**Exercise A:**
Collect every line from the entries below that contains the word "sneaker", copying each one unchanged.

VG247's Alternate Game Awards 2022
The phallic statues are ready and polished, the red carpet has been vacuumed, and the stage is set. What has won 2022's most prestigious awards?
It’s the most wonderful time of the year – not Christmas, but time for The Game Awards! Not those ones, though – the VG247 Alternate Game Awards. Which are better than the glitz and glamor of the real ceremony, so say we. Yeah, we vote on The Game Awards, but on these ones, we decide them. So they’re more accurate.
This has been a funny old year for video games. As Tom mused earlier in the year, it’s been a great year if you’re a gamer, but probably a challenging year for video game websites relying on huge slam-dunk releases. But, it gave us Elden Ring, it gave us Pentiment, it gave us a good Sonic game... and a bunch of other stuff.
In honor of the good, bad, and ugly this year, here’s our 2022 Game Awards. When you’re done, hop back in time and view 2021’s winners, won’t you?
Best Marketing Campaign: Hellena Taylor for Bayonetta 3
Marketing is an under-appreciated medium – we all engage with it and are all subtly influenced by it – and there’s squadrons of talented individuals working hard to try to sell you their latest product. Competition for the best marketing is fierce indeed. Congratulations, then, to actor Hellena Taylor, voice of Bayonetta for her first few appearances before being unceremoniously replaced in Bayonetta 3, which released this year. She’s the architect of this year’s finest marketing campaign.
Taylor posted an incendiary video to Twitter accusing developer PlatinumGames and publisher Nintendo of sidelining her out of greed – and the internet was with her. People were furious, petitioning for her reinstatement and stupidly directing unnecessary abuse towards her replacement. But then, it all sort of unraveled.
First, it turned out that Taylor’s original video outlining the situation hadn’t exactly been 100% transparent about how much money she’d been offered, or the sequence of events that led to Bayonetta’s recasting. Some accused her of lying. Then came her campaign to boycott the game and donate to charity, featuring an anti-choice charity responsible for some pretty provocative billboards. Finally, people noticed connections to some not-so-great folks in her liked tweets and followed accounts.
It was the full milkshake ducking, and she could’ve done it at AGDQ – she speedran it. Attempts to mount a fight back didn't really work. What began as a campaign to get fans to boycott Bayonetta 3 got more people talking about it in a more sympathetic way than would’ve ever happened otherwise – and Nintendo didn’t even have to issue a comment. You don’t get that from Saatchi and Saatchi!
Award for the (Probably) Most Criminally Misunderstood: Forspoken
Gamers are pretty fickle types, and it doesn’t take much to put them off. That means a few wrong steps can be brutally damaging even if the core game is good – and we’re getting the feeling that’s what’s happened to Forspoken, Square Enix’s big new stand-alone game from the developers of Final Fantasy 15.

**Exercise B:**
Answer these questions using the awards article above:
(i) What award does the article give Hellena Taylor, and for which game?
(ii) Which company's game is Forspoken, according to the article?
(iii) Which three games does the article say the year gave us?

**Extracted information:**

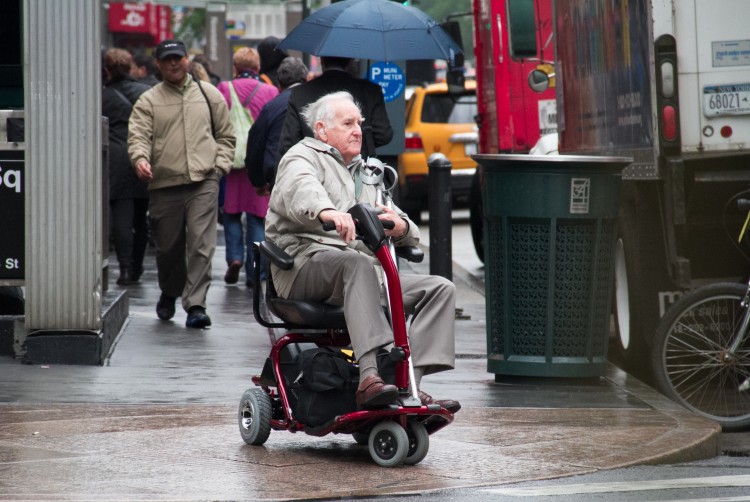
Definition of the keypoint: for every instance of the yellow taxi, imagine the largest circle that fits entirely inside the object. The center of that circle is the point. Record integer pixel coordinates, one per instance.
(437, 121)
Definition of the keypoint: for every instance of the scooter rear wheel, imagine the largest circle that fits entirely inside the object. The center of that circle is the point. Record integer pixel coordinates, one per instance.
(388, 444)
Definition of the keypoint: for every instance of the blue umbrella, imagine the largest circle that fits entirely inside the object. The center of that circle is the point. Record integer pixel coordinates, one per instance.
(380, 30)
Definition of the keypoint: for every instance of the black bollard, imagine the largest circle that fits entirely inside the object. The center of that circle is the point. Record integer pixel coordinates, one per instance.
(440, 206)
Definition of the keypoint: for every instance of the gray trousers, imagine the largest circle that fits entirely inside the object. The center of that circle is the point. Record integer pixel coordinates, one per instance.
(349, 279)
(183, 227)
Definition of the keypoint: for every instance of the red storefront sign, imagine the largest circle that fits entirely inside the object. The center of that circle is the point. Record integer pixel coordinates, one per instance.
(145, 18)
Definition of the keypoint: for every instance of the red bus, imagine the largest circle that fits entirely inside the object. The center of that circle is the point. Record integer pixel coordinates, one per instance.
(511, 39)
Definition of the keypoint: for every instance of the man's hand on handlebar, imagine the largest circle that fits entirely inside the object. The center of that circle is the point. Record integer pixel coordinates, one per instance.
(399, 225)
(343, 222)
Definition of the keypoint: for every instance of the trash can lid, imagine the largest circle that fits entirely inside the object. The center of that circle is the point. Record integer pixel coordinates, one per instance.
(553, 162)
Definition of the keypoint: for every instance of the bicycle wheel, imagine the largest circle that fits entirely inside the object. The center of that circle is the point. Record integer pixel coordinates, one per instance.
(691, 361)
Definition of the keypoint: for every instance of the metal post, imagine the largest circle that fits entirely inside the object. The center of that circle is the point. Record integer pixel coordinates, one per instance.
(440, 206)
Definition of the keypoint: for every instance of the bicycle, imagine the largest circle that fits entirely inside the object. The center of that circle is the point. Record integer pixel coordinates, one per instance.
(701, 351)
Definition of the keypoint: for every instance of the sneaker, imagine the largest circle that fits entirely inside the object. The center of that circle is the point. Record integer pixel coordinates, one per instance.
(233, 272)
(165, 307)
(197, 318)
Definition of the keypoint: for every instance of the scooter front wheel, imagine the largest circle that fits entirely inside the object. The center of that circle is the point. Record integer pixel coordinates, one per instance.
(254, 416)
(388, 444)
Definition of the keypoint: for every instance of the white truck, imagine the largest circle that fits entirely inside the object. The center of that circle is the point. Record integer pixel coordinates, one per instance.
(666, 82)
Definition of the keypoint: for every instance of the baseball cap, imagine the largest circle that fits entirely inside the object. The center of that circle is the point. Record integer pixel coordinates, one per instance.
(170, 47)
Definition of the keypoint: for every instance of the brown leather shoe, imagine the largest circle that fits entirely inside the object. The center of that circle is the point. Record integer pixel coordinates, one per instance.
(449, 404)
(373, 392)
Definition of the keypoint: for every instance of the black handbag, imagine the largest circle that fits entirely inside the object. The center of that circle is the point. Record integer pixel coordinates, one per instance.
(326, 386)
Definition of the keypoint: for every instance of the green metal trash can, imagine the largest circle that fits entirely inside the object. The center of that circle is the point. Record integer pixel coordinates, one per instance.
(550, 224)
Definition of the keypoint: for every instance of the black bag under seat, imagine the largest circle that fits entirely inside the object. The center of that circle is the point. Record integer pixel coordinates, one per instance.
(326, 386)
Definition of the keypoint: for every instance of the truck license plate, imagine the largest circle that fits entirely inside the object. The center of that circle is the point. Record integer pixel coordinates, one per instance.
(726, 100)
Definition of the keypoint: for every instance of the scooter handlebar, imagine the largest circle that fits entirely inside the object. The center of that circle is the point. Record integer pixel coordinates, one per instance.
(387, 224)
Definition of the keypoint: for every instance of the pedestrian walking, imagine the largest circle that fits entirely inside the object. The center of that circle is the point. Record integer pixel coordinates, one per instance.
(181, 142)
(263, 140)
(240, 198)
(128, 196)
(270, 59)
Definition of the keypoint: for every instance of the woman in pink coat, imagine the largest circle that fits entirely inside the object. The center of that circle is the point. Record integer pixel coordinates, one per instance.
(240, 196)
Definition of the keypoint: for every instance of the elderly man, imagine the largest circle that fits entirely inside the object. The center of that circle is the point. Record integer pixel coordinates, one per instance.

**Exercise answer A:**
Definition of the keypoint: for every instance of the sneaker, imagine the largest circle that fits entirely inside the object. The center of that circle is the point. Record integer pixel coordinates, one per instance.

**Exercise answer B:**
(i) Best Marketing Campaign, for Bayonetta 3.
(ii) Square Enix.
(iii) Elden Ring, Pentiment, and a good Sonic game.